Exercise set
1: Transcribe the passage on the Woodbine's basal contact word for word, starting at "Basal contact.--- On" and ending at "East Texas embayment.".
2: Continue the geology passage on the Woodbine's basal contact, beginning right after its final sentence.

Text shown
^^^^^^^^^^^^^^^^

Basal contact.--- On the outcrop north of Bosqueville, McLennan County, the Buda limestone is absent, and the Woodbine everywhere directly overlies the Grayson. At Bosqueville a thin remnant of Woodbine overlies about 2 feet of Buda limestone. South of this point the Woodbine is absent, unless it should prove to be represented by the thin Pepper shale lying beneath the Tarrant flaggy limestone and unconformably above the Grayson or Buda. In the El Paso district a sandstone in the position of the Woodbine (Dakota) overlies the Buda. Gulfwards from the outcrop, the formation underlying the Woodbine is reported as a clay of the stratigraphic position of the Grayson, in Fannin and Lamar County wells and in the East Texas embayment.

^^^^^^^^^^^^^^^^

Data extract
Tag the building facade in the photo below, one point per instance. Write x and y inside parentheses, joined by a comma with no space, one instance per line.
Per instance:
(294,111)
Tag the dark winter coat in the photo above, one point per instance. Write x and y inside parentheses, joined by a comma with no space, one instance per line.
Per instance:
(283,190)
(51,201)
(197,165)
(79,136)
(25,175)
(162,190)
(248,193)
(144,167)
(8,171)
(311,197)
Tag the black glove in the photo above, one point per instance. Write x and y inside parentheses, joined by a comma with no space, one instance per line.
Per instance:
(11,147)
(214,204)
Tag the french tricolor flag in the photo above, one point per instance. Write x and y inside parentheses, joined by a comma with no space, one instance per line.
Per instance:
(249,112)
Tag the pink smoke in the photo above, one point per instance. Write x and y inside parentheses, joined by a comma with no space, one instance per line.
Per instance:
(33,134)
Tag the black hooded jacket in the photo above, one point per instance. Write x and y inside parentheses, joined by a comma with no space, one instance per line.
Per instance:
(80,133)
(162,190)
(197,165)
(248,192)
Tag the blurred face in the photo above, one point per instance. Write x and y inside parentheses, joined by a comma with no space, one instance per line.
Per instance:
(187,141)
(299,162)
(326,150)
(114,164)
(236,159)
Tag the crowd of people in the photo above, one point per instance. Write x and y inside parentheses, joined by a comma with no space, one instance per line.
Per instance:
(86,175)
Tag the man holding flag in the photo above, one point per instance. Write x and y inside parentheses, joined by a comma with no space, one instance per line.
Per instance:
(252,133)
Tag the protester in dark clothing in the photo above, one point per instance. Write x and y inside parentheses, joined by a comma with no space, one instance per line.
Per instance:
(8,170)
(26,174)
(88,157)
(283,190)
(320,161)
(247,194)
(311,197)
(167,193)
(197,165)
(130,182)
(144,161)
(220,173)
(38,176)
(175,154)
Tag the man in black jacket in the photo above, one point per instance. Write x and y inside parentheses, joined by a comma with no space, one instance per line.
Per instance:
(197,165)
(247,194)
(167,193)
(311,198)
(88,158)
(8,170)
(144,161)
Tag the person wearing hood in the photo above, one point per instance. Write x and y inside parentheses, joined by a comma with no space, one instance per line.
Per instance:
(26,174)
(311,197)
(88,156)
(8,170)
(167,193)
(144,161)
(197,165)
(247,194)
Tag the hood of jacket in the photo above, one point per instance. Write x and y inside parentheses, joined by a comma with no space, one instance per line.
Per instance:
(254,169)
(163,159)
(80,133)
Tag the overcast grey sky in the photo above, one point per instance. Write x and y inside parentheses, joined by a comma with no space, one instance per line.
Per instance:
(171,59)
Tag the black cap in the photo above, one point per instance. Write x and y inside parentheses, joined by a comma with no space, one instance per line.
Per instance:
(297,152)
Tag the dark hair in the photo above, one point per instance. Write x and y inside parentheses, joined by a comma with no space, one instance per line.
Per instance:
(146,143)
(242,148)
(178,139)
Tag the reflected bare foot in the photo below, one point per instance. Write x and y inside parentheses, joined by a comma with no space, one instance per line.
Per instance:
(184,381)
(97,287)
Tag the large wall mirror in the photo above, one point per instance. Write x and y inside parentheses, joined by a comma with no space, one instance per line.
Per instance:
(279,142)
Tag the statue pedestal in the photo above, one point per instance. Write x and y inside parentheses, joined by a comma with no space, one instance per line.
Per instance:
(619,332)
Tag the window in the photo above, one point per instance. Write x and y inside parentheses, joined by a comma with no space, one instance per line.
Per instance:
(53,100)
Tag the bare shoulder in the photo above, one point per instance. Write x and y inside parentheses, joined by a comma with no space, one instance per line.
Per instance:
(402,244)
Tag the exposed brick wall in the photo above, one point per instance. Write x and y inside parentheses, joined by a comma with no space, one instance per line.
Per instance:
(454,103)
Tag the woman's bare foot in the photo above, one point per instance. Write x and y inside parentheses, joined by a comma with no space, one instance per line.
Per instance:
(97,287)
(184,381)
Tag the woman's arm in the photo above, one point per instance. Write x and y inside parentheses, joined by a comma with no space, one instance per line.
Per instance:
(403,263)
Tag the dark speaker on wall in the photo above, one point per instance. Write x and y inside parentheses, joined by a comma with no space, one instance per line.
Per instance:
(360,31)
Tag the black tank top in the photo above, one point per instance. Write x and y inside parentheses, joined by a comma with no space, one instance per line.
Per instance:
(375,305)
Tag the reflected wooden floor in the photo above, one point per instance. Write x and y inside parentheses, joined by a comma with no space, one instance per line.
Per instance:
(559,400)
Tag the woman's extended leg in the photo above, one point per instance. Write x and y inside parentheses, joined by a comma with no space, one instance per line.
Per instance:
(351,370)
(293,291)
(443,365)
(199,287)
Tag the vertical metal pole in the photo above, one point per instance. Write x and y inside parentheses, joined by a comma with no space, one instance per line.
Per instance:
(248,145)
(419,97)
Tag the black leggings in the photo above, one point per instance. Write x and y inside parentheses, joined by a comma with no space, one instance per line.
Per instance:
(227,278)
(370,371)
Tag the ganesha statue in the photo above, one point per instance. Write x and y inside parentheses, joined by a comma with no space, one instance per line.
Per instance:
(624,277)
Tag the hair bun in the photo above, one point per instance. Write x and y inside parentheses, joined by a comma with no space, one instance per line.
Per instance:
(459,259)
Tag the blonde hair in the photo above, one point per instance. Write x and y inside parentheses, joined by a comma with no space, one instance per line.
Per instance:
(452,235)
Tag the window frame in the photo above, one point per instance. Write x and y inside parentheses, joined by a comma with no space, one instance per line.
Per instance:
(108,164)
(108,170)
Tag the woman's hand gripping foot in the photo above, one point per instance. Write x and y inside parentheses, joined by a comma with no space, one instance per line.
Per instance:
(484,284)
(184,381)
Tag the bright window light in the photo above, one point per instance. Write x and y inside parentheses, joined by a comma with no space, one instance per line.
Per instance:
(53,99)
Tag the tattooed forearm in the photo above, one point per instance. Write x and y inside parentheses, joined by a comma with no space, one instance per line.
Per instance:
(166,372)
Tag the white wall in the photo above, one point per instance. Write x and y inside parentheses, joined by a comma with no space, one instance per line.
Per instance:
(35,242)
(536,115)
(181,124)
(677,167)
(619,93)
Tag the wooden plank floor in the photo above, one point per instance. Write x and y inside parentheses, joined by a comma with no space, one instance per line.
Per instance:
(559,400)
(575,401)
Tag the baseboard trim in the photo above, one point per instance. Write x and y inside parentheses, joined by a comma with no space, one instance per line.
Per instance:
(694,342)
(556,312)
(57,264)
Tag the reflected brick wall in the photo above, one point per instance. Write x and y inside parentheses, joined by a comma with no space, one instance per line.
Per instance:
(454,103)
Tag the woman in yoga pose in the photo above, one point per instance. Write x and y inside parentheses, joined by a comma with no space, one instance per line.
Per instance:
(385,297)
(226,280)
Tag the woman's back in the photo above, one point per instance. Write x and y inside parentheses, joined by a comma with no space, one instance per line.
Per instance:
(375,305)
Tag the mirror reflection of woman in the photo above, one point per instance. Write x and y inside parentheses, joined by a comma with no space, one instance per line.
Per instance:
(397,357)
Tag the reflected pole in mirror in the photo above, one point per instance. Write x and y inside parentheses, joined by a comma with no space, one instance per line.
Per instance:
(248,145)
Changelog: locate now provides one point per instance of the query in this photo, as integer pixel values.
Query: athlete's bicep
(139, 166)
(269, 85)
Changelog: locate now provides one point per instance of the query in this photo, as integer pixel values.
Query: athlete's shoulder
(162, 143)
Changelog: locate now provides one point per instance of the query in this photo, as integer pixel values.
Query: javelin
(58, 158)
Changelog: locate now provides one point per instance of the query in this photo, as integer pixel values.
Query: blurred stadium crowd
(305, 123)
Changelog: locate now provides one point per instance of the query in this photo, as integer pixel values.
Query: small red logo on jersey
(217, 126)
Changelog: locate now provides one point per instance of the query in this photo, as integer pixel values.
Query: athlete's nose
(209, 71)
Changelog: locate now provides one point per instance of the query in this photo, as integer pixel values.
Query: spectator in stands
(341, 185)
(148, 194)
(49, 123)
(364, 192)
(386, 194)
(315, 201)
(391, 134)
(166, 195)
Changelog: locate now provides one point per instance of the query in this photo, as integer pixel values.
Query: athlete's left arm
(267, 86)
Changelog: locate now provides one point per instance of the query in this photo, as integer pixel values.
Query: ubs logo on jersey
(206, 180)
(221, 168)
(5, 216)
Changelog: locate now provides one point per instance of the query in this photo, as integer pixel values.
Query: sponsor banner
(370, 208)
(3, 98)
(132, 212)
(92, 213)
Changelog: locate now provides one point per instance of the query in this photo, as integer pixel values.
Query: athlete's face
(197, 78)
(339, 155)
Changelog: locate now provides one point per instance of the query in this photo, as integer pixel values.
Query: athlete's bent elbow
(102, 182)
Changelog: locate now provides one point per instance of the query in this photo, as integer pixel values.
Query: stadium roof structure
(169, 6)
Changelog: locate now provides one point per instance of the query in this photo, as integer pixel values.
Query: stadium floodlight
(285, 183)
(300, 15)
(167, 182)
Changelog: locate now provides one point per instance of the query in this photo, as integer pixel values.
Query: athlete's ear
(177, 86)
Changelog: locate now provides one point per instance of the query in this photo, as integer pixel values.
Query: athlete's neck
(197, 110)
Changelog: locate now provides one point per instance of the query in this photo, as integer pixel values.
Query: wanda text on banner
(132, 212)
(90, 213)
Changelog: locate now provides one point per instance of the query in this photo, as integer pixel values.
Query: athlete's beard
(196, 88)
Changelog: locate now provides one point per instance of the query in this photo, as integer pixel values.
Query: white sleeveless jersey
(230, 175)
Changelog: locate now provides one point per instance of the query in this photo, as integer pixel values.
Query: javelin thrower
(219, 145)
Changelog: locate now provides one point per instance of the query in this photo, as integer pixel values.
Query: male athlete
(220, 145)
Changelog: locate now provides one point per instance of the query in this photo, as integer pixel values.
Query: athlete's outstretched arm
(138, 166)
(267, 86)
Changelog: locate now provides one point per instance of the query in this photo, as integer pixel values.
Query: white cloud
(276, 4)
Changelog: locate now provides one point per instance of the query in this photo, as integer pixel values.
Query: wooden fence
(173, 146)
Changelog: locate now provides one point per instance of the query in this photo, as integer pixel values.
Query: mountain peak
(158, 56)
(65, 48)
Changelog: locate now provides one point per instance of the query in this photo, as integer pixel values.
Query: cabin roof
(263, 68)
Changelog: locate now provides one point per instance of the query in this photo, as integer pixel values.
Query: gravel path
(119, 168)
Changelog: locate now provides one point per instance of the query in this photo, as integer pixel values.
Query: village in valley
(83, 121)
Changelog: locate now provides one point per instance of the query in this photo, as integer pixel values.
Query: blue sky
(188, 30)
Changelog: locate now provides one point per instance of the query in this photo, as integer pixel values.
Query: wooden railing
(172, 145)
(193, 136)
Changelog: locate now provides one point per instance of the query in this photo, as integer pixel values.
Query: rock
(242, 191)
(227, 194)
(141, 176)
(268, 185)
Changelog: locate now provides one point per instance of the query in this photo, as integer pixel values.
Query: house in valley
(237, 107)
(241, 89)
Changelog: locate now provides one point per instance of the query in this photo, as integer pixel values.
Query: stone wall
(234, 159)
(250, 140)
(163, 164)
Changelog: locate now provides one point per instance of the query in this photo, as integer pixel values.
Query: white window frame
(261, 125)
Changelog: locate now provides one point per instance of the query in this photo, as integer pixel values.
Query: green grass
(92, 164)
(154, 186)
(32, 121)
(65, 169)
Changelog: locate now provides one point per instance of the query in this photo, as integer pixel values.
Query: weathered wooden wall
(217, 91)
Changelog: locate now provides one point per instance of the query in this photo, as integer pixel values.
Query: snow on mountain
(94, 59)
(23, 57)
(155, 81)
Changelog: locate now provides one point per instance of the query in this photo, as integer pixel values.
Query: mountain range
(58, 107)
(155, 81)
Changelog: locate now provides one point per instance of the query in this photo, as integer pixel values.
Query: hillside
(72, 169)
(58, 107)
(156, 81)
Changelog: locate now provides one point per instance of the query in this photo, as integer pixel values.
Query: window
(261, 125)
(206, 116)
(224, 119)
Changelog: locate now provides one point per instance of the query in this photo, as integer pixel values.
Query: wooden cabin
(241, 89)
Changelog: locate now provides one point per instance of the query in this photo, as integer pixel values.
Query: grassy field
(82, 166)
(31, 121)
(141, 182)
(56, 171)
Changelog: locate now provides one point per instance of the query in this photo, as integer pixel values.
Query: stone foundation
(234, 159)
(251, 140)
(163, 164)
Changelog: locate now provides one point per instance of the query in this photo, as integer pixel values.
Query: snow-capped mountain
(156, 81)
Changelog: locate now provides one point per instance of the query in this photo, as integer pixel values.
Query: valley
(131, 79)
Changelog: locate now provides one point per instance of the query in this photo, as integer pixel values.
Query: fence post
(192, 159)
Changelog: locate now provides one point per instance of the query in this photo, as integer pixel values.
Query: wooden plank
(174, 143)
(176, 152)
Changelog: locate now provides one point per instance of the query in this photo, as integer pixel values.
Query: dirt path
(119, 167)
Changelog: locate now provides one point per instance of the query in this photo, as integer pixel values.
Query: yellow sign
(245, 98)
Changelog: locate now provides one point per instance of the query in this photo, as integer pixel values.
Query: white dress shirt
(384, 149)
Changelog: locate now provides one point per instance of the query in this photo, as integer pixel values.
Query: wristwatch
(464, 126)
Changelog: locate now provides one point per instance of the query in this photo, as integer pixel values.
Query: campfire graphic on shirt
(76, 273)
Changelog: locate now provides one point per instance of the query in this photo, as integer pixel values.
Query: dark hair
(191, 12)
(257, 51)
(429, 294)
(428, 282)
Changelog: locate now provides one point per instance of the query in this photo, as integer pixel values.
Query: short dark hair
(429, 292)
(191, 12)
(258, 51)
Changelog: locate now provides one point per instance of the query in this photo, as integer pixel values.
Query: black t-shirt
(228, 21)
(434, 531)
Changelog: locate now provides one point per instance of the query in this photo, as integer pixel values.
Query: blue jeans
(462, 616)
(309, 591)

^^^^^^^^^^^^^^^^

Answers given
1:
Basal contact.--- On the outcrop north of Bosqueville, McLennan County, the Buda limestone is absent, and the Woodbine everywhere directly overlies the Grayson. At Bosqueville a thin remnant of Woodbine overlies about 2 feet of Buda limestone. South of this point the Woodbine is absent, unless it should prove to be represented by the thin Pepper shale lying beneath the Tarrant flaggy limestone and unconformably above the Grayson or Buda. In the El Paso district a sandstone in the position of the Woodbine (Dakota) overlies the Buda. Gulfwards from the outcrop, the formation underlying the Woodbine is reported as a clay of the stratigraphic position of the Grayson, in Fannin and Lamar County wells and in the East Texas embayment.

2:
At certain places the upper formations of the Lower Cretaceous are removed, and the Woodbine rests on lower formations. This situation exists eastward from Grayson County. Thus at Cedar Mills, Grayson County (177, pp. 49–50; 1575, pp. 282, 295; 1391; 1539, p. 1327), a massive 10-foot stratum of Woodbine sand with a layer of hematite concretions in its base directly overlies Grayson marl, which is reduced to only 2 feet in thickness. This occurrence may represent the subsequent planation of the top of the Washita group, which becomes more pronounced farther east, for in passing down the Red River valley the Comanche series is beveled off and the Woodbine rests on successively lower formations. Thus at Cerrogordo, Arkansas, the Woodbine rests unconformably on Kiamichi clay, and farther east, on Trinity sand. Scott (1820, p. 2) denies any visible unconformity at the base of the Woodbine from Red River southward to Hill County, but the contact at most localities is invisible because of overwash. A second area in which the Woodbine (Dakota) rests unconformably on lower Washita rocks is in Dallam County in the northern Llano Estacado. Here, as C. L. Baker has recently reported, sands lithologically referable to the Dakota directly overlie shales and sands of probable Purgatoire age. At localities in an adjoining county, Cimarron County, Oklahoma, the Purgatoire contains typical Duck Creek ammonites but lacks fossils known to be from any higher level.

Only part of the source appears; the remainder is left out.